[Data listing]
◆ ◆ ◆
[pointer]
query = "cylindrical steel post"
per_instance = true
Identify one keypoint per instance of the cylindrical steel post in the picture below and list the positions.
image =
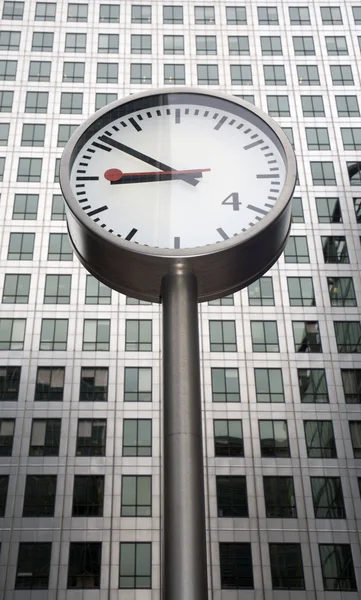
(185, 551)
◆ ◆ ◆
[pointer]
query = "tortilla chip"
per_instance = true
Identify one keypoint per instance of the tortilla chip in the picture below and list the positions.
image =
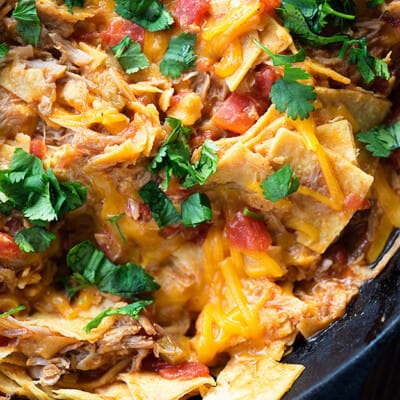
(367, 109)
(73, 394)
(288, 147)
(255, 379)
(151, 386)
◆ ◆ ◆
= Work to do =
Locate each line above that contains the word "keypoint" and copy those lines out. Case counts.

= Right answer =
Identify one keypoint per instance of the cylindrical steel post in the picture below and list the positions.
Identify one keypoint per instance of the tortilla chip in the picture below and list the positions.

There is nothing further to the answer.